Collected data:
━━━━━━

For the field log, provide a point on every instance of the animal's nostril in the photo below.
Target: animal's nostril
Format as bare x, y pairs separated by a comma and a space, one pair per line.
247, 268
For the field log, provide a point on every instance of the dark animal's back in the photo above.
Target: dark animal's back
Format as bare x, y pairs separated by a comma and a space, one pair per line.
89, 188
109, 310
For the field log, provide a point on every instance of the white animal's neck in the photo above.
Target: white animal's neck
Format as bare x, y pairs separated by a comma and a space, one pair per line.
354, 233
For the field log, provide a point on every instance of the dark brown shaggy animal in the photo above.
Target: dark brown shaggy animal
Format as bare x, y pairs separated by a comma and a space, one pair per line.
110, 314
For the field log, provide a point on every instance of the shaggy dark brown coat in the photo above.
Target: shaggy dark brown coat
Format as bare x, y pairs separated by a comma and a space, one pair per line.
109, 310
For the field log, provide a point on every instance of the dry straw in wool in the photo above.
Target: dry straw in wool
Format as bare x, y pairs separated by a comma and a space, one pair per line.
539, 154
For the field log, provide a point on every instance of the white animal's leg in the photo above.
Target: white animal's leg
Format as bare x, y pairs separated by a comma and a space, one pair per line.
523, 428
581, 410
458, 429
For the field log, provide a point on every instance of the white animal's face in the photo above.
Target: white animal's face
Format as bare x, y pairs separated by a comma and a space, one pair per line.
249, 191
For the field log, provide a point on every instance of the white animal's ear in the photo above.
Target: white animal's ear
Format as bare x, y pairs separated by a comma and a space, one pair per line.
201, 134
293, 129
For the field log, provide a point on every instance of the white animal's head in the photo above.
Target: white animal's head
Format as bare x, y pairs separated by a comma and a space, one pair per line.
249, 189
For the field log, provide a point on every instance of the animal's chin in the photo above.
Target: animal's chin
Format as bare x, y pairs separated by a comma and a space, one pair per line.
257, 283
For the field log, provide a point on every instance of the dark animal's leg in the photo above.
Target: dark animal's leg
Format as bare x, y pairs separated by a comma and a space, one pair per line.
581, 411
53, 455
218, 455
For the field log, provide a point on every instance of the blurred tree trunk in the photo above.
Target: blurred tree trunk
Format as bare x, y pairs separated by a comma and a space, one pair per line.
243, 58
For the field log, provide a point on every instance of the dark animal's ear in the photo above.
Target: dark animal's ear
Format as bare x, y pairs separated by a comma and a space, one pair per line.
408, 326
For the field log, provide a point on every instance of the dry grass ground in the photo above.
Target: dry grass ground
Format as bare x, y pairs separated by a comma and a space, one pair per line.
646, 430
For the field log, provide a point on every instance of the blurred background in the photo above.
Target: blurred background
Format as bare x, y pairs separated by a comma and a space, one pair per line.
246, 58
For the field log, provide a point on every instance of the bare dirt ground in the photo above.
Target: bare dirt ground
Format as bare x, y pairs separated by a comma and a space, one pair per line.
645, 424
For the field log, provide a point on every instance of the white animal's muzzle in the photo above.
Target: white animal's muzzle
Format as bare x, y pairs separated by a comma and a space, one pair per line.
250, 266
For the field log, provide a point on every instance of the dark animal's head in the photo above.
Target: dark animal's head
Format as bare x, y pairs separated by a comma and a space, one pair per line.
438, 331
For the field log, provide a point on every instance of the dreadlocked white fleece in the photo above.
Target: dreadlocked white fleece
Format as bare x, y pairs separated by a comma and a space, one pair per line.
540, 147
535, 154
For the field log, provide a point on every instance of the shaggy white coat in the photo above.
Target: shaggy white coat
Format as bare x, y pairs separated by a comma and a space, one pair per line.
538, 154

━━━━━━

▶ **TASK**
Update the material above by replacing "field log" with "survey notes" wherever it occurs, keeping every other line as it is.

▶ **FULL ANSWER**
For the survey notes, provide a point on every instance of the animal's nostril in the photo below.
Target: animal's nostril
Format as bare x, y pairs separated by a comma and a space, one pair per line.
247, 268
For the survey notes, provide a point on every instance of the dark animal's back in the photo above.
Target: dark animal's back
Format as bare x, y pairs separated by a comma and a space, one pair per line.
89, 188
109, 310
For the survey notes, provide a point on every instance of the white animal's neck in the photo above.
Target: white animal's neck
Format as bare x, y pairs separated by a comma and a space, one pair per line.
354, 233
For the survey notes, provide a point on every instance of the dark brown shaggy animal in the photo above.
Target: dark brown shaggy animal
Format as bare x, y pairs separated by a comma and a space, one pair per line.
110, 314
For the survey notes, provide a point on every instance of the shaggy dark brown coat in the photo above.
Target: shaggy dark brown coat
Format as bare x, y pairs separated by a comma and a space, one pair per line.
109, 310
For the survey notes, provide a point on every instance of the dry straw in wool in the photo above.
Target: dry straw in wool
Format as bare x, y pairs separated by a comma and a space, one pair per line.
539, 154
For the survey notes, provide a point on every instance of the white animal's leg in the photo above.
Target: white animal's leg
Format as bare x, y pairs separated by a comma and a space, one pair per line.
523, 428
581, 410
458, 429
For the survey notes, provide a point on every instance of the white animal's face in the photo above.
Target: white animal's face
Format as bare x, y pairs separated by a comma and a space, one pair per line.
249, 191
For the survey notes, provide a point on every instance of the white animal's ear in the photo above.
Target: white animal's ear
Format as bare x, y pairs separated by a comma and a space, one pair per line.
201, 134
293, 129
For the survey notes, provide a point on every instance of the white animal's head in the photo above.
Target: white animal's head
Format as bare x, y pairs separated by a comma and a space, one pair per line.
249, 189
For the survey notes, provide a point on every instance of the animal's chin in the photo above.
Target: animal's chin
Format as bare x, y pairs separated by a comma and a space, one pair per line.
257, 283
For the survey notes, provide a point on every instance of the dark animal's leg in the photo above.
Target: dark animal's leg
Format as bare x, y pairs separated by a comma and a space, one pair per line.
581, 411
53, 455
218, 455
For the survey notes, provide a point on every instance of the blurred tree trunk in the photo above.
Target: blurred tree trunk
Format as bare x, y pairs separated by a comma and a space, one pair per line.
243, 58
For the survey notes, provide a point on every instance of the dark animal's ear in the photo above.
Target: dark animal's ear
Format as bare x, y pairs separated by a comma and a space, one pair per line.
408, 326
For the survey notes, provide a point on every instance of the dry grass ground in the photo above.
Target: dry grass ground
Format as bare x, y pairs separated by a comma and a space, one pair per line.
646, 430
For the survey notes, provide a point on every instance of the blurred background in the photo above.
Target: blurred background
Format as bare x, y pairs separated by a comma and a space, one pair per line.
246, 58
For the survey notes, provide a point on every instance of the bare dirt ground in the photo above.
Target: bare dirt ground
Format as bare x, y pairs separated by a comma and a space, one pair per line.
645, 424
For the survey notes, provide a point on every instance of the white animal's muzzle in the photo above.
Target: white animal's muzzle
Format as bare x, y pairs separated by a comma and a space, one pair per line.
250, 266
For the survey notes, provide a point on every instance of the dark animal's head in the photo above.
Target: dark animal's head
Format as bare x, y pairs separated by a comma and a space, one pair per line.
438, 331
For the survey notes, provide a point on every instance of the dreadlocked white fleece in the photo above.
Target: dreadlocked white fleece
Format as bare x, y pairs separated by a comma and a space, one pair per line.
540, 147
535, 154
For the survey notes, provide a point on every instance of the shaggy white coat in the photo above.
Target: shaggy white coat
Format as bare x, y pairs separated by a comma and a space, one pair per line.
538, 154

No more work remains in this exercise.